Collected data entries:
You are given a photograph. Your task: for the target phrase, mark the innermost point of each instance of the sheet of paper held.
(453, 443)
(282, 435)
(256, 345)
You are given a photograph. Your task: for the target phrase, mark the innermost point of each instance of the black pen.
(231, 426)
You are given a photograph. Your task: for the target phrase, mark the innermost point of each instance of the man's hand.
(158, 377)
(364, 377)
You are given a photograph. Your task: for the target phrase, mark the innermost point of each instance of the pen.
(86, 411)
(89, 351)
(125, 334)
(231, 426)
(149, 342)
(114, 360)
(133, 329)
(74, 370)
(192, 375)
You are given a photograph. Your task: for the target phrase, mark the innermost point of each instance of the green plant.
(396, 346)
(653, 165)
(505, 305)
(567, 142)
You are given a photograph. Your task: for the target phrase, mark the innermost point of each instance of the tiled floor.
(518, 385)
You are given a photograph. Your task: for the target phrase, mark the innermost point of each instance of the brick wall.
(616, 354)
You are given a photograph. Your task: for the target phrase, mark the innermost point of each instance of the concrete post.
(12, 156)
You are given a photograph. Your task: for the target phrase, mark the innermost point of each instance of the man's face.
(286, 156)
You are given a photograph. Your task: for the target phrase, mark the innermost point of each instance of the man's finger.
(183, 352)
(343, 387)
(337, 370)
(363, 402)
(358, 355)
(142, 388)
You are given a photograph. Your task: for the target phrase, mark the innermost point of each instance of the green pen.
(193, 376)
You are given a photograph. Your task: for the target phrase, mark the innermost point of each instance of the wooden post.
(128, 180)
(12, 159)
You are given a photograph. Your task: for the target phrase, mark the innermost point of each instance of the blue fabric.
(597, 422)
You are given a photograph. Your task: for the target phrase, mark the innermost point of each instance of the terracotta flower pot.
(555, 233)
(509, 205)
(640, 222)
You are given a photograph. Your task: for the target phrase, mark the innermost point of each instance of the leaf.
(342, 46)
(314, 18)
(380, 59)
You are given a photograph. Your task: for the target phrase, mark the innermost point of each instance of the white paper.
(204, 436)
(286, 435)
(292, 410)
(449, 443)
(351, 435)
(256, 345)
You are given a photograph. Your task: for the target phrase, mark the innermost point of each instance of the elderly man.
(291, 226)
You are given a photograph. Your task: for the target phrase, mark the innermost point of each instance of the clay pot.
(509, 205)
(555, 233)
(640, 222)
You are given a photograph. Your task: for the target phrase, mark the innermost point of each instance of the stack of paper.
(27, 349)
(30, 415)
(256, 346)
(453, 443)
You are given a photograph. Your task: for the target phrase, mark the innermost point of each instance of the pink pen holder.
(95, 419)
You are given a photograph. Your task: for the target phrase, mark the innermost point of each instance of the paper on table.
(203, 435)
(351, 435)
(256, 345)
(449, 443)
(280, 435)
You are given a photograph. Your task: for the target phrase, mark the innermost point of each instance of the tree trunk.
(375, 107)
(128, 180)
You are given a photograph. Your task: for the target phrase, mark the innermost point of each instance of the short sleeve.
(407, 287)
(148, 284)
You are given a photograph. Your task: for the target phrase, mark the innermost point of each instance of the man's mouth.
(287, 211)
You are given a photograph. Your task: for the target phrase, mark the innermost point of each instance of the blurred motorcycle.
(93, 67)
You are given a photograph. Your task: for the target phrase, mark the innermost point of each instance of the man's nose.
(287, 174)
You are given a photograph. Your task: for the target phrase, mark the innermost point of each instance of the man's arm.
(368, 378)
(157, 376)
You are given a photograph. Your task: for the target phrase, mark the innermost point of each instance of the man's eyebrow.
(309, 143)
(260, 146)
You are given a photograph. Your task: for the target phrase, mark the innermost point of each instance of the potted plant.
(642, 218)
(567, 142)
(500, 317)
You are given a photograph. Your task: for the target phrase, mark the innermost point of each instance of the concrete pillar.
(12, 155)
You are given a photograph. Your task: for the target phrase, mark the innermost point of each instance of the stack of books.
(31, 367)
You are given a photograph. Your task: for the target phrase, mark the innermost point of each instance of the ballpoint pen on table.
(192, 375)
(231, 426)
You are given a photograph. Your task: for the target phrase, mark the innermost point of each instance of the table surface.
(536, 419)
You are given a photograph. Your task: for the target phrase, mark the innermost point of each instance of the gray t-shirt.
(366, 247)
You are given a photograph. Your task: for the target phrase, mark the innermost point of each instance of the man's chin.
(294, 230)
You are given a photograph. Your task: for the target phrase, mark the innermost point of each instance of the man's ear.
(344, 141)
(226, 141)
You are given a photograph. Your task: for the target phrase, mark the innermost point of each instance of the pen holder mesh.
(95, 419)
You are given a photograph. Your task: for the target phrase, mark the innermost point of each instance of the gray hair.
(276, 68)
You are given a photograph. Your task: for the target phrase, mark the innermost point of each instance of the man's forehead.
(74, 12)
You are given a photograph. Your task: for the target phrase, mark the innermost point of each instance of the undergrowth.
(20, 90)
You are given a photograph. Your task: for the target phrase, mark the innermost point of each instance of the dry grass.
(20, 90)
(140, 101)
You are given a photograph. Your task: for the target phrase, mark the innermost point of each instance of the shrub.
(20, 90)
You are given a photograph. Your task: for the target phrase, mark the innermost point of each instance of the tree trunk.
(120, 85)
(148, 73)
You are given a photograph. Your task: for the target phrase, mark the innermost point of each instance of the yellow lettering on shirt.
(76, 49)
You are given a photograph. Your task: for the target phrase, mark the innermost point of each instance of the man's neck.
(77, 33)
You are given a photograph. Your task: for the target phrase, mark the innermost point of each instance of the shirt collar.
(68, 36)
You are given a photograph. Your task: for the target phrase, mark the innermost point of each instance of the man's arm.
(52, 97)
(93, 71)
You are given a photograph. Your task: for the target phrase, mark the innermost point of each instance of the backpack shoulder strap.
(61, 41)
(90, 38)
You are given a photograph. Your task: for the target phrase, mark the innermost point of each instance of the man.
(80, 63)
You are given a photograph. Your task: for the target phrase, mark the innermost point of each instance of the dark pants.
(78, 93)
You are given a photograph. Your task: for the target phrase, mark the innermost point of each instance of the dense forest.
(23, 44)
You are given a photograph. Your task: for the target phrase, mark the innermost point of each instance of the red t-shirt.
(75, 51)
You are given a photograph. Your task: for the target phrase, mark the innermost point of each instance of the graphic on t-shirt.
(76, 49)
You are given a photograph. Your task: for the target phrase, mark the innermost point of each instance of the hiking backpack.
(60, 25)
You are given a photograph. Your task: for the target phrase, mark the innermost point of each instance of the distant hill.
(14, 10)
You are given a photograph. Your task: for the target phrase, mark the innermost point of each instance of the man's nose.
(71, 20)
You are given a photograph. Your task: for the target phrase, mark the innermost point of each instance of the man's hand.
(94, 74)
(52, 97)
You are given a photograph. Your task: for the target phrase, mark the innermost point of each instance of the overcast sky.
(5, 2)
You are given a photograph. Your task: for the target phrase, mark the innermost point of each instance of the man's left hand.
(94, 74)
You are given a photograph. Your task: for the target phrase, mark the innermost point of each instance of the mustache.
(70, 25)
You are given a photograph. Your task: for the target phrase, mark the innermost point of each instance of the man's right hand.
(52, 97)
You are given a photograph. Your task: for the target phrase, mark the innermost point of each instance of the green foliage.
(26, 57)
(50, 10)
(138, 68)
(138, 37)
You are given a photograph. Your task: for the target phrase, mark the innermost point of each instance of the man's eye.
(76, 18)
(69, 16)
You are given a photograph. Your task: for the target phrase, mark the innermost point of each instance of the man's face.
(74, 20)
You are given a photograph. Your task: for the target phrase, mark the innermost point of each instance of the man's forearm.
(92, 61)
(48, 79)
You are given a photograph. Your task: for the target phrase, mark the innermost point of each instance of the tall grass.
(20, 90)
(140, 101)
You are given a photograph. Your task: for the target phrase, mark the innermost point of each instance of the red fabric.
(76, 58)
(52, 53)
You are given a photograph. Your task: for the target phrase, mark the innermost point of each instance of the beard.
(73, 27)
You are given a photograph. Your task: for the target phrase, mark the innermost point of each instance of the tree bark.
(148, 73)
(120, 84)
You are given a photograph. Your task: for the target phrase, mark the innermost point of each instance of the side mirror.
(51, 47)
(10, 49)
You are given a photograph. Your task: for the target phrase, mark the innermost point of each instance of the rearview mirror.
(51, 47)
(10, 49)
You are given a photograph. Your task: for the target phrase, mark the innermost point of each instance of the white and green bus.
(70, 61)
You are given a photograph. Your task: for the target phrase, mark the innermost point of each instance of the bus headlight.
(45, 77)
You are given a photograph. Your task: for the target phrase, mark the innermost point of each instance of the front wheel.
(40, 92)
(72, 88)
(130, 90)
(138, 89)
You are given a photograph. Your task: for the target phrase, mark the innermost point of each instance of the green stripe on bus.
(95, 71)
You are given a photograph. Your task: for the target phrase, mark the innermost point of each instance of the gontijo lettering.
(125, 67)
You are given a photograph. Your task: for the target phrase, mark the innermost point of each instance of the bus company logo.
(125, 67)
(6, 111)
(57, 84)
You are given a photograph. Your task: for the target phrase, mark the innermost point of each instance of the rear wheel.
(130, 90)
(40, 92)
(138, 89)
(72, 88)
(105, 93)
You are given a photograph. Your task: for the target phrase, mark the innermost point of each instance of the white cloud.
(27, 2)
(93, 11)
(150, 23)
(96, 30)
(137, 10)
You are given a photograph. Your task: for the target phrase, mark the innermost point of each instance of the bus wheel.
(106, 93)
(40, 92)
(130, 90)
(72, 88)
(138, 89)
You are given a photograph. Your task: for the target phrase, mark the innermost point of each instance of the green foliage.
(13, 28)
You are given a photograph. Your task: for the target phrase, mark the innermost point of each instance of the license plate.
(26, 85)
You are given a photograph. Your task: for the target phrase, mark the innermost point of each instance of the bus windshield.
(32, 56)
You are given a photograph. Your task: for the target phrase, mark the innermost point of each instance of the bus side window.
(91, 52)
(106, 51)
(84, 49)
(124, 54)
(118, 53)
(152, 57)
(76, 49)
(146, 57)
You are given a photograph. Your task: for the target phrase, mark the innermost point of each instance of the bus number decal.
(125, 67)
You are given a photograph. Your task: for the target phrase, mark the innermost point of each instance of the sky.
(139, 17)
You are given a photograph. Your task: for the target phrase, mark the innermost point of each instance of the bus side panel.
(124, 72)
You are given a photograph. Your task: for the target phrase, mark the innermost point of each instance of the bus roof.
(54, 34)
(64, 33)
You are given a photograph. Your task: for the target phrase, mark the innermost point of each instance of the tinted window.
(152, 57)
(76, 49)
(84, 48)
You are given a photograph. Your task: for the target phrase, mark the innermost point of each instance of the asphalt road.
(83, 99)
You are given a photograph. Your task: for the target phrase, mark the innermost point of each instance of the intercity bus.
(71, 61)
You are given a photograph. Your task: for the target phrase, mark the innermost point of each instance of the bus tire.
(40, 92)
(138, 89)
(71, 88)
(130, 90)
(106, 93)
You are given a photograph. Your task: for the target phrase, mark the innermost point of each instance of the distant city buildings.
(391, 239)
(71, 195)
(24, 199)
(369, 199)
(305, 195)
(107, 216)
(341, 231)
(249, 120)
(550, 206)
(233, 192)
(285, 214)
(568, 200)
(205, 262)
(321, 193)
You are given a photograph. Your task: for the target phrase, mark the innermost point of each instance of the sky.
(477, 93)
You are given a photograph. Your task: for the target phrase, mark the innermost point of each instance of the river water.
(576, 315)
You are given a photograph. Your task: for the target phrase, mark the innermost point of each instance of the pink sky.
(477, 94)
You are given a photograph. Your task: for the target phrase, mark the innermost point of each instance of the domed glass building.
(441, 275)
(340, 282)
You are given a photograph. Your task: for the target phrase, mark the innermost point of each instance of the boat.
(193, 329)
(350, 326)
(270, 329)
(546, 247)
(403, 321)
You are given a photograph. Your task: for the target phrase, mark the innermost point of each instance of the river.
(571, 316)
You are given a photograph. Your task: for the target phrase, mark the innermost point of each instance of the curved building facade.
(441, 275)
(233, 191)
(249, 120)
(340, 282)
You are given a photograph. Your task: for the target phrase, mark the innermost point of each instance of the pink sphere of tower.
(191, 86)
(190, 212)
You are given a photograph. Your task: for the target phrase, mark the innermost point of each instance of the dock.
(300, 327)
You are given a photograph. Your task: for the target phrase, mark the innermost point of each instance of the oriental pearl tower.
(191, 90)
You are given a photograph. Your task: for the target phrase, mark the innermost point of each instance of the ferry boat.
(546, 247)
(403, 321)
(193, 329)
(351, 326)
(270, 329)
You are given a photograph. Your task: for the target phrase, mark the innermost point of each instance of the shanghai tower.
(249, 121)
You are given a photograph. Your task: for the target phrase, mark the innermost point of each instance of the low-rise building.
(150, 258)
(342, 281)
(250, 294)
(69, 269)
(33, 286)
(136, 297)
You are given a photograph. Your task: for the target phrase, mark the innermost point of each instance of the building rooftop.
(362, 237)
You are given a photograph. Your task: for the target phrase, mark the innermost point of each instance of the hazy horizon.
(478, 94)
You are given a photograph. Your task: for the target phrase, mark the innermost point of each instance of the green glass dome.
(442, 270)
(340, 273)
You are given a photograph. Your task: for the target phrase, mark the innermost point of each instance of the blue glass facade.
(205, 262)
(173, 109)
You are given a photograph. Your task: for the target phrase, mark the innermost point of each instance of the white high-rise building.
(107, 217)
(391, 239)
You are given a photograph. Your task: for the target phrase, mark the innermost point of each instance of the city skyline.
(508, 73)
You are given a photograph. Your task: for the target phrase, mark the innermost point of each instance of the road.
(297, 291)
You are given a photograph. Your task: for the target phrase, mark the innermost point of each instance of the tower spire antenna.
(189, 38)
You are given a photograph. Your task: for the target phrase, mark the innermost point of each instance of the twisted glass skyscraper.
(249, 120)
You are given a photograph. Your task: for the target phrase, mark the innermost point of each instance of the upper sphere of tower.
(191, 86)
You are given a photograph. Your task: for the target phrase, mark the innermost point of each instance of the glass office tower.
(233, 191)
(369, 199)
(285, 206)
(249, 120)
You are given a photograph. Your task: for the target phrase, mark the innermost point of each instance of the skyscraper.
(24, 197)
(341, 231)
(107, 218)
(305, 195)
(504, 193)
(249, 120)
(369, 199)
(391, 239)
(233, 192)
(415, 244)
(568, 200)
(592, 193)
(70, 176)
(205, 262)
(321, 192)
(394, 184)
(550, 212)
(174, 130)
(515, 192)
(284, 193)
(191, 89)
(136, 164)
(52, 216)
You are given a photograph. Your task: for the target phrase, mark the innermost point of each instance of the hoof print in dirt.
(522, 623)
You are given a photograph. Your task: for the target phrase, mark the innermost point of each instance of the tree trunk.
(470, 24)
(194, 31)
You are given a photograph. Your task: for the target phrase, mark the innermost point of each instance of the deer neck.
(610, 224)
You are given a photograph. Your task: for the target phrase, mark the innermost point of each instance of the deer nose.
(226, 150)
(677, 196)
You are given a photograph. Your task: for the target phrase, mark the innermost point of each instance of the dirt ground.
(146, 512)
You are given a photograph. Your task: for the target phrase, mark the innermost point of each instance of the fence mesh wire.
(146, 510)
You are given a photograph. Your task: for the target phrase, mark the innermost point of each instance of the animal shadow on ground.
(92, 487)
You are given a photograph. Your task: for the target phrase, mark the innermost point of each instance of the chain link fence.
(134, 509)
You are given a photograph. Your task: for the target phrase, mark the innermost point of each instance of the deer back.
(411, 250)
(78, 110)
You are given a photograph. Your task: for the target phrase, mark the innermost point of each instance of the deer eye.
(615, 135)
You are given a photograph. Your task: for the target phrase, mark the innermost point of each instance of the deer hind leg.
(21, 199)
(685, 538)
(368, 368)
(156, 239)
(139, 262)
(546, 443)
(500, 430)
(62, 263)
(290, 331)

◆ **Requirement**:
Please copy only the lines from the one with "deer hind leg." through the final line of the records above, both ends included.

◆ **Answer**:
You are given a photograph. Your task: for the target phrase, mark the innermost point of each instance of the deer hind leg.
(21, 199)
(685, 538)
(368, 368)
(156, 239)
(139, 262)
(546, 443)
(500, 430)
(62, 263)
(290, 331)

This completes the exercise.